• _WORK REQUIRED_:
Give only the lines from the one containing "Query: military badge" through the end of the material below, exactly as written.

## BEGIN EXTRACTED RECORDS

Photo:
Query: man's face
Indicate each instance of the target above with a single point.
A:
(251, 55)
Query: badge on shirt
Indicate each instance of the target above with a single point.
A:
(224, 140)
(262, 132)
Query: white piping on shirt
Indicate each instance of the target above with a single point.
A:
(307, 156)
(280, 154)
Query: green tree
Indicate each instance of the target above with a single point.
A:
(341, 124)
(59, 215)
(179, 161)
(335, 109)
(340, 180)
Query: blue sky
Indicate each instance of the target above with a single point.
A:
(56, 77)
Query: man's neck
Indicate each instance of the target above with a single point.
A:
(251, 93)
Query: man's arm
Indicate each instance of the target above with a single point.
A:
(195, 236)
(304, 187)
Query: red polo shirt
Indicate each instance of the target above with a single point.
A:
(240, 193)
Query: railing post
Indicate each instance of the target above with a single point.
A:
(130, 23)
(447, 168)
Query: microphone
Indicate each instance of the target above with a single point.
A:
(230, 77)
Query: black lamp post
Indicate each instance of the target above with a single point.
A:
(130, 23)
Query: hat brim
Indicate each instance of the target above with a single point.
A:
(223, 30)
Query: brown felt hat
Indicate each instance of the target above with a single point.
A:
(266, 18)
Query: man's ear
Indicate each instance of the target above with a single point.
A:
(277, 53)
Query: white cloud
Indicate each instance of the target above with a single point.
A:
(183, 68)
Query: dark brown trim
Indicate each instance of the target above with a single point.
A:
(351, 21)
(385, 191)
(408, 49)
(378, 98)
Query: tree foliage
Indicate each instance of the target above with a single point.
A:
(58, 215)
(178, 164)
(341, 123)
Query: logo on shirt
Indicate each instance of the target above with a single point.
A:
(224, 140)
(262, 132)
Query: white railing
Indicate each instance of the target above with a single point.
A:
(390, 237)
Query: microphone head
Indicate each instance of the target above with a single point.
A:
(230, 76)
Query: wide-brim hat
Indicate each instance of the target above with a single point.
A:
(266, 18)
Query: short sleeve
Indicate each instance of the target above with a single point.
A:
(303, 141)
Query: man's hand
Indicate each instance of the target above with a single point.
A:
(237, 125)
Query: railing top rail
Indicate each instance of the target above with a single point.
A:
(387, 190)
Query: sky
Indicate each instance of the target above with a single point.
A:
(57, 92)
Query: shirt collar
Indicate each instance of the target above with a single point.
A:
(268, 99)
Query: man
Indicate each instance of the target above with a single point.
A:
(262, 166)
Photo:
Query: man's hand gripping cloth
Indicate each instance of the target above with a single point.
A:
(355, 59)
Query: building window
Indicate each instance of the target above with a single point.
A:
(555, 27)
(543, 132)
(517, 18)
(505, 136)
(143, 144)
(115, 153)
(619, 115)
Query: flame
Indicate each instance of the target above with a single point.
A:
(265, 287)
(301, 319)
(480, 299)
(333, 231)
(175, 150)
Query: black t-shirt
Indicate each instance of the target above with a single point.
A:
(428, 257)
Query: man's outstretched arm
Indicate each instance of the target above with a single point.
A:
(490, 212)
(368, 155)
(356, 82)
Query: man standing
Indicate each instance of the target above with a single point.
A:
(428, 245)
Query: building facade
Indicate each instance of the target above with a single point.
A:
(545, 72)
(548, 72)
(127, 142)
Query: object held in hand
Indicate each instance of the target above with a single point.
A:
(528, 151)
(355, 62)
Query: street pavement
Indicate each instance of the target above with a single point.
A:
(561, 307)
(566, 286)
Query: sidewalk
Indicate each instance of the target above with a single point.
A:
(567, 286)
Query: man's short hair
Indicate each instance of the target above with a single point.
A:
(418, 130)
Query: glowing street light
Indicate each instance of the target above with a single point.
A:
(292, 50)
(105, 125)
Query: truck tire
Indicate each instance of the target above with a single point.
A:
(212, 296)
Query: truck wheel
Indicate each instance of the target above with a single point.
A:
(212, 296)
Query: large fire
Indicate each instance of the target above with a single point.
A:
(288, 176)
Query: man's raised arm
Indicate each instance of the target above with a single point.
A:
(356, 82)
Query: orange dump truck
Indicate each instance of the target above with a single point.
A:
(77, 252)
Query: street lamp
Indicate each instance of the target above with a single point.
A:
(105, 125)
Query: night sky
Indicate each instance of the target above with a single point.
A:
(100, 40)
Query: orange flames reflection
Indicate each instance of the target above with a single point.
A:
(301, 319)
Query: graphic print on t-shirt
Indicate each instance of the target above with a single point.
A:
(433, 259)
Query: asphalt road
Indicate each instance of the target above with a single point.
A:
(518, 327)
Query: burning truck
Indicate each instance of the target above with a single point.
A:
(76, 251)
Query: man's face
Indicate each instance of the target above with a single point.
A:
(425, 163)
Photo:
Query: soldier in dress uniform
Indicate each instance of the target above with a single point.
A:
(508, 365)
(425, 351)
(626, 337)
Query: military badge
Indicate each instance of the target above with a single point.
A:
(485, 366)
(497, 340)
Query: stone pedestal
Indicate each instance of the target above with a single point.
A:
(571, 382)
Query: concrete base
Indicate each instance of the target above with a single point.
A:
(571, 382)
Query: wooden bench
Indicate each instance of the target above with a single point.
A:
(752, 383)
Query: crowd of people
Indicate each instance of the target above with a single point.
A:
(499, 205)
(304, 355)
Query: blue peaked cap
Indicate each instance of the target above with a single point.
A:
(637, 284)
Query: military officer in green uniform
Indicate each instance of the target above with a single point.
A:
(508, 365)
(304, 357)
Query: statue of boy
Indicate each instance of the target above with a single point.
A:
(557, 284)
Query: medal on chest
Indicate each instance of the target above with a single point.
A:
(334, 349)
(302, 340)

## END EXTRACTED RECORDS

• _RESULT_:
Query: military badge
Indicate each instance of the target above with a single point.
A:
(485, 366)
(497, 340)
Query: stone pedestal
Indicate each instance of the target above with a single point.
A:
(571, 382)
Query: concrete base
Indicate each instance of the target above with a single point.
A:
(571, 382)
Query: wooden bench
Indicate each instance of the target above with a single point.
A:
(752, 383)
Query: crowd of people
Indicate each instance of the target above with a single point.
A:
(499, 205)
(304, 355)
Query: blue peaked cap
Indicate each instance of the target above with a single point.
A:
(637, 284)
Query: military officer in green uniform
Indicate each instance of the target above with a single point.
A:
(508, 365)
(304, 357)
Query: statue of boy
Indicate each instance of the target above with a single point.
A:
(557, 284)
Query: medal on chest
Indicate each instance of the target above with a single point.
A:
(334, 349)
(302, 340)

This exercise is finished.